## Page
MEAC co-champion
- Conference: Mid-Eastern Athletic Conference
- Record: 5–5 (4–2 MEAC)
- Head coach: Bill Collick (4th season);
- Home stadium: Alumni Stadium

= 1988 Delaware State Hornets football team =

American college football season

The 1988 Delaware State Hornets football team represented Delaware State College (now known as Delaware State University) as a member of the Mid-Eastern Athletic Conference (MEAC) during the 1988 NCAA Division I-AA football season. Led by fourth-year head coach Bill Collick, the Hornets compiled an overall record of 5–5, with a mark of 4–2 in conference play, and finished as MEAC co-champion.

## Listing
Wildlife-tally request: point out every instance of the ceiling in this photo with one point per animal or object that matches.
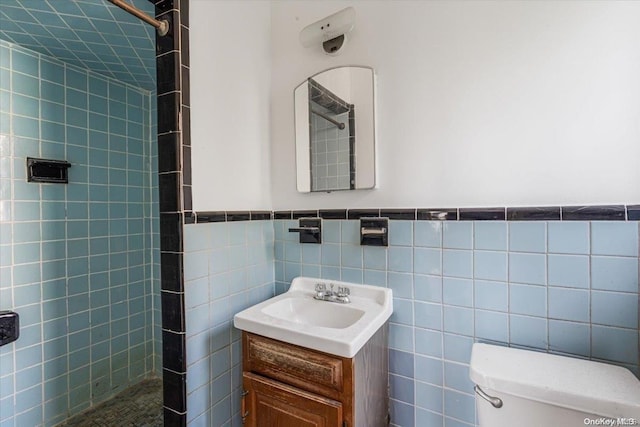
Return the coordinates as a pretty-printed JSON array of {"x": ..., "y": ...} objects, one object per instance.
[{"x": 92, "y": 34}]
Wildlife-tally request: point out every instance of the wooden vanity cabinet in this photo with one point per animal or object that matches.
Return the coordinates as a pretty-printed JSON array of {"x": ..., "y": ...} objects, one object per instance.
[{"x": 285, "y": 385}]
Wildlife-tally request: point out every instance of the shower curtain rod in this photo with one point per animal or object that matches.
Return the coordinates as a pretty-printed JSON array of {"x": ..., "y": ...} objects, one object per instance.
[
  {"x": 161, "y": 26},
  {"x": 329, "y": 119}
]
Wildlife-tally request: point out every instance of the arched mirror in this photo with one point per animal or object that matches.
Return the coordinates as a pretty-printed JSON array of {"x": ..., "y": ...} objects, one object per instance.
[{"x": 335, "y": 130}]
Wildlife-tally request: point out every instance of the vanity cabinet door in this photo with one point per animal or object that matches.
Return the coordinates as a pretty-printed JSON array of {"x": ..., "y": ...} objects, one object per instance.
[{"x": 270, "y": 403}]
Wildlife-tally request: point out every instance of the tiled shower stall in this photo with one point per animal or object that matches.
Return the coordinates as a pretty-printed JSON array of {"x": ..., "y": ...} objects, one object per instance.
[{"x": 80, "y": 261}]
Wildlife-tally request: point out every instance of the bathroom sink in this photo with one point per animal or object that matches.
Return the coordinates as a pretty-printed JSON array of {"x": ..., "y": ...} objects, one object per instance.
[
  {"x": 297, "y": 318},
  {"x": 308, "y": 312}
]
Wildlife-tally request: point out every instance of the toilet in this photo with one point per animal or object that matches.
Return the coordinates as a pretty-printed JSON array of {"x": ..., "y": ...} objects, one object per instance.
[{"x": 530, "y": 389}]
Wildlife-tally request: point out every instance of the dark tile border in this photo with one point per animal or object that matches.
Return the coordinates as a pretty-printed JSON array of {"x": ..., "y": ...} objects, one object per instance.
[
  {"x": 406, "y": 214},
  {"x": 482, "y": 214},
  {"x": 535, "y": 213},
  {"x": 362, "y": 213},
  {"x": 175, "y": 195},
  {"x": 333, "y": 213},
  {"x": 633, "y": 213},
  {"x": 551, "y": 213},
  {"x": 437, "y": 214},
  {"x": 594, "y": 213}
]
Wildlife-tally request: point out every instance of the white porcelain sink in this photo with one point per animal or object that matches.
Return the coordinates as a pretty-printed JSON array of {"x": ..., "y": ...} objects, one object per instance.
[{"x": 297, "y": 318}]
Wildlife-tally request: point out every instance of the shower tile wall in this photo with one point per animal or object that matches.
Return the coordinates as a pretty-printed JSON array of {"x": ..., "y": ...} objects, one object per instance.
[
  {"x": 76, "y": 259},
  {"x": 330, "y": 152},
  {"x": 228, "y": 266},
  {"x": 563, "y": 287}
]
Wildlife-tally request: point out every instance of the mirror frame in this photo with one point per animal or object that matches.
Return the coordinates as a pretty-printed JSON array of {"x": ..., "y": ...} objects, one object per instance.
[{"x": 301, "y": 133}]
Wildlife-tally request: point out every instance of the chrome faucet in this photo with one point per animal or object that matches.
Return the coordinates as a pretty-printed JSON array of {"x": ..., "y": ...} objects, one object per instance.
[{"x": 324, "y": 294}]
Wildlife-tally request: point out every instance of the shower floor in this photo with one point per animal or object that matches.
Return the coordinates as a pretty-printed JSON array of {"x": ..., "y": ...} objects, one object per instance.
[{"x": 139, "y": 405}]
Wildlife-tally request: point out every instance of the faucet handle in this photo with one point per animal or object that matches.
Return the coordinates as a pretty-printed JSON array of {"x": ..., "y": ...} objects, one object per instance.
[{"x": 343, "y": 291}]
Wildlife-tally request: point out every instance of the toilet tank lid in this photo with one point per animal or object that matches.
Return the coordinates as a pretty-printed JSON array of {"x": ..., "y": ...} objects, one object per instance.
[{"x": 591, "y": 387}]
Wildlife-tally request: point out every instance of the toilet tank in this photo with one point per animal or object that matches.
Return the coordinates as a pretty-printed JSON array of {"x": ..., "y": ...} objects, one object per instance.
[{"x": 540, "y": 389}]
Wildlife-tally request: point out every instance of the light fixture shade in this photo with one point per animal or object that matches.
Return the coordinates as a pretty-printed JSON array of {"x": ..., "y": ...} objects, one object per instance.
[{"x": 328, "y": 28}]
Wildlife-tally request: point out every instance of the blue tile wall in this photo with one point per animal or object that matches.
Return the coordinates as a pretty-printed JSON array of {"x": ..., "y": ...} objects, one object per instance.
[
  {"x": 562, "y": 287},
  {"x": 228, "y": 267},
  {"x": 78, "y": 262}
]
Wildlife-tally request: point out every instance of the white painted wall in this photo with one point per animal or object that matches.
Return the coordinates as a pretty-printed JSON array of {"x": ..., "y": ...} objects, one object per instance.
[
  {"x": 230, "y": 84},
  {"x": 479, "y": 103}
]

## Stated task 1
According to the page on the 1988 Delaware State Hornets, what was the team's home stadium?
## Stated task 2
Write out the entries again from the line with "Wildlife-tally request: point out every instance of the light" up to and including the last line of the entries, offsetting every x and y coordinate in the answers by 17 and leaving every other line unchanged.

## Correct response 1
Alumni Stadium

## Correct response 2
Wildlife-tally request: point out every instance of the light fixture shade in this photo with one point per animal or object that matches.
Return the coordinates as a pretty-printed JSON array of {"x": ..., "y": ...} objects, one object per instance.
[{"x": 345, "y": 45}]
Wildlife-tally request: point out every instance of the blue tile wall in this photo with one point per animal or object that matches.
Return the coordinates as a pretty-printed JSON array of {"x": ..., "y": ...} objects, one object per instance.
[
  {"x": 579, "y": 304},
  {"x": 245, "y": 284},
  {"x": 95, "y": 279}
]
Wildlife-tally request: point out every instance of the white painted wall in this photo with one point per animal or object that matches.
Return the coordinates as a pretty-printed JSON array of {"x": ..., "y": ...} objects, one object per instance.
[
  {"x": 247, "y": 101},
  {"x": 496, "y": 120}
]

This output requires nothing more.